WORK REQUIRED: Substitute "Label" for "Target" in the entries between the lines holding "Task: a point for each instance of the bird's foot, written" and "pixel 207 90", inclusive, and return only those lines with everything else unchanged.

AVAILABLE RECORDS:
--- start ---
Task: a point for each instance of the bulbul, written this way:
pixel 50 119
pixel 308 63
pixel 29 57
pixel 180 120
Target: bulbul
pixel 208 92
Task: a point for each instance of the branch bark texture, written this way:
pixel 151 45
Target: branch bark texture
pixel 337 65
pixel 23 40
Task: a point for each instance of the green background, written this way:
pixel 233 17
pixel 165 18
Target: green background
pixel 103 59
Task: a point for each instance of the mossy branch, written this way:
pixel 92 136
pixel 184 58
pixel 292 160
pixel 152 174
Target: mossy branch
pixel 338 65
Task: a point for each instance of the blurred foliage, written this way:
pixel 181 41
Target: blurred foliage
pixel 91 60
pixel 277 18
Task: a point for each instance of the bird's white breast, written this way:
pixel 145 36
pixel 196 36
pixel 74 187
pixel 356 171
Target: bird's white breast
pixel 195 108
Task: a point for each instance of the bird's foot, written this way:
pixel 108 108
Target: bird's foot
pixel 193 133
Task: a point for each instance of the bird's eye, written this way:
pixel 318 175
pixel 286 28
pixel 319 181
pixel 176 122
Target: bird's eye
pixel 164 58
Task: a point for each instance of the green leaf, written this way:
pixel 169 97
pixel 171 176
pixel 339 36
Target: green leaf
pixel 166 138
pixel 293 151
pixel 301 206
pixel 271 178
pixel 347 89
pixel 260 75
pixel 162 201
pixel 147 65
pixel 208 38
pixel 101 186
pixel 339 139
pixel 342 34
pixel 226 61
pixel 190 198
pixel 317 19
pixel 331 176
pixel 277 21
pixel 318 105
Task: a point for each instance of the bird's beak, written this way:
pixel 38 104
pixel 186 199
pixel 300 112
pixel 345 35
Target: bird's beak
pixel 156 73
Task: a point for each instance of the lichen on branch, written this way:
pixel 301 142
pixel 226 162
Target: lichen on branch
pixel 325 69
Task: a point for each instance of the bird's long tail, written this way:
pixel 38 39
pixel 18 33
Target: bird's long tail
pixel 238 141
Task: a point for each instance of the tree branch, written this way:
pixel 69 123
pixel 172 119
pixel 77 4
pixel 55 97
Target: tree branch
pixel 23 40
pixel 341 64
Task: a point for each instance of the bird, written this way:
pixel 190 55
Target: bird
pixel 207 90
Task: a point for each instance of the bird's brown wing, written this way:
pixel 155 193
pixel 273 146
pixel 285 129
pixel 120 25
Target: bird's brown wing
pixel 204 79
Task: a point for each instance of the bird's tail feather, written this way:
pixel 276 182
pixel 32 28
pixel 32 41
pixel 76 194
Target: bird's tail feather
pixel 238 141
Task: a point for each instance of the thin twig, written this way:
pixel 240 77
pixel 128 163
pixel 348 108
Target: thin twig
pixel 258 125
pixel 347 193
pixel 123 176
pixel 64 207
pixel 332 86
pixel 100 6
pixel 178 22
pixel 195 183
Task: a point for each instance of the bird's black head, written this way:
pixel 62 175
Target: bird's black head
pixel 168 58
--- end ---
--- start ---
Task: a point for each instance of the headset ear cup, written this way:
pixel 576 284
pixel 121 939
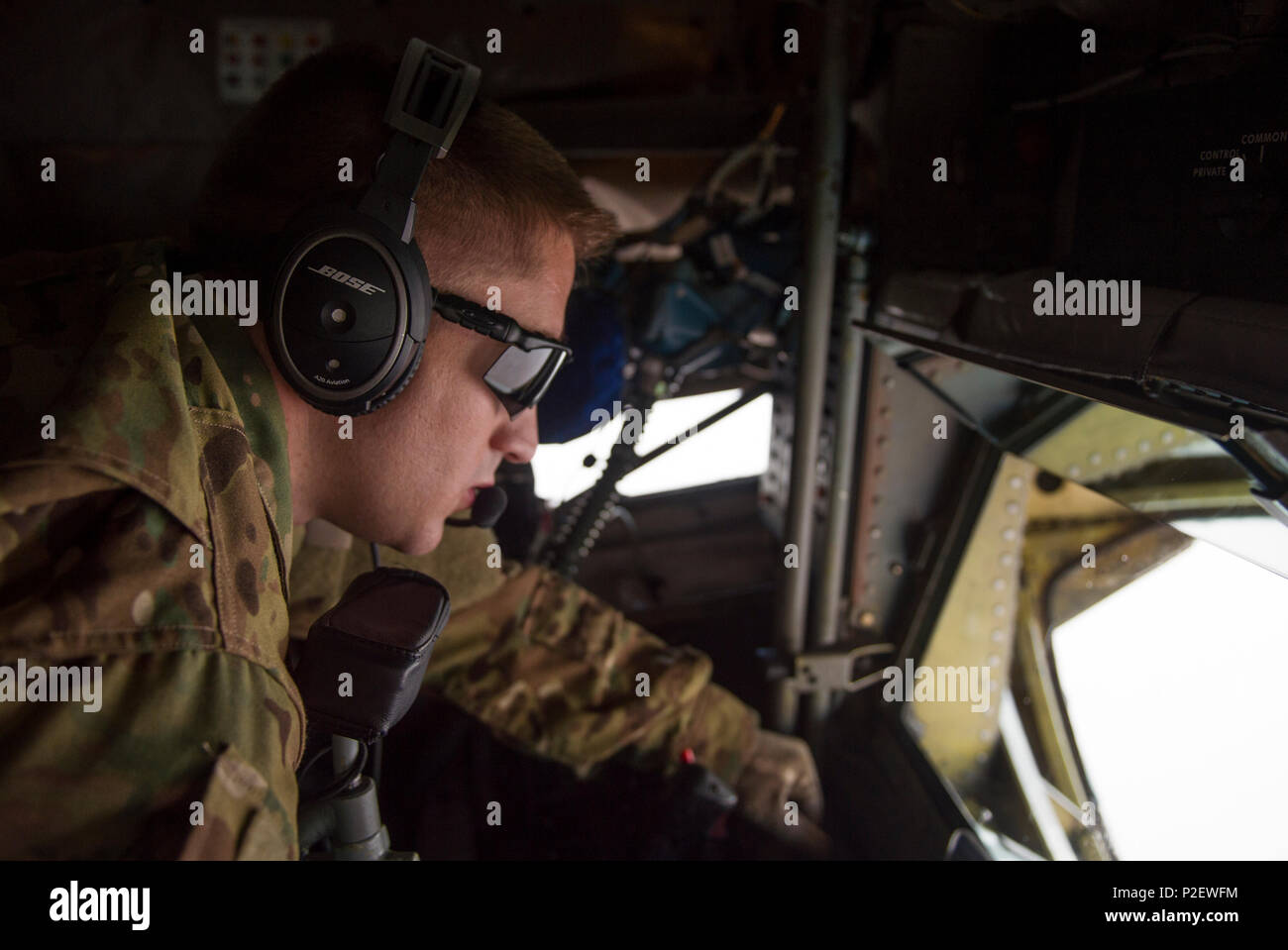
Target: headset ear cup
--- end ---
RESULT OF THIS TASK:
Task: a point for each instance of the bird's foot, written this way:
pixel 108 108
Label: bird's foot
pixel 193 133
Task: a point for each instance of the bird's eye, written this way:
pixel 318 175
pixel 286 28
pixel 319 181
pixel 176 122
Label: bird's eye
pixel 164 58
Task: a point for each instance of the green leaf, written this way:
pixel 169 97
pixel 171 176
pixel 339 36
Label: green leaf
pixel 166 138
pixel 293 151
pixel 301 206
pixel 271 178
pixel 347 89
pixel 260 75
pixel 162 201
pixel 147 65
pixel 208 38
pixel 101 186
pixel 339 139
pixel 342 34
pixel 226 61
pixel 190 198
pixel 317 19
pixel 331 176
pixel 277 21
pixel 318 105
Task: a point for each instance of the bird's beak, written this way:
pixel 38 104
pixel 186 199
pixel 300 112
pixel 345 35
Label: bird's beak
pixel 156 73
Task: a point for each instance of the lichen on branch, written this way:
pixel 301 142
pixel 226 162
Label: lichen on branch
pixel 325 69
Task: a point for each instance of the bird's long tail, written this way:
pixel 38 39
pixel 18 33
Label: bird's long tail
pixel 238 141
Task: a point for each instance of the tree branch, written this way:
pixel 69 123
pixel 172 119
pixel 77 4
pixel 55 97
Label: tree branch
pixel 23 40
pixel 341 64
Task: a point for each instance of the bird, written this way:
pixel 190 55
Label: bird
pixel 207 90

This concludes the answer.